* Task prompt: Please copy out all lines of the entries that contain the word "leaf".

Region pointing data
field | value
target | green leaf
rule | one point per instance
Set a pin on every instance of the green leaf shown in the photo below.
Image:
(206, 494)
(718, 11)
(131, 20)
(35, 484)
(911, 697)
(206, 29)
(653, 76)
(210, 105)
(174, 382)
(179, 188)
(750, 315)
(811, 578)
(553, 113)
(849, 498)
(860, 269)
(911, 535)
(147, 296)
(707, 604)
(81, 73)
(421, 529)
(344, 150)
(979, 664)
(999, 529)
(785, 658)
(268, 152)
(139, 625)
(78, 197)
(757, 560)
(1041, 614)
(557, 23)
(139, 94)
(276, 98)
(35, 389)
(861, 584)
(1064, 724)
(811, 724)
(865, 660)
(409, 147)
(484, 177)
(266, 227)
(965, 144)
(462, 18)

* Reply:
target | green leaf
Set a pin on every instance of the green leaf shown in the photo below.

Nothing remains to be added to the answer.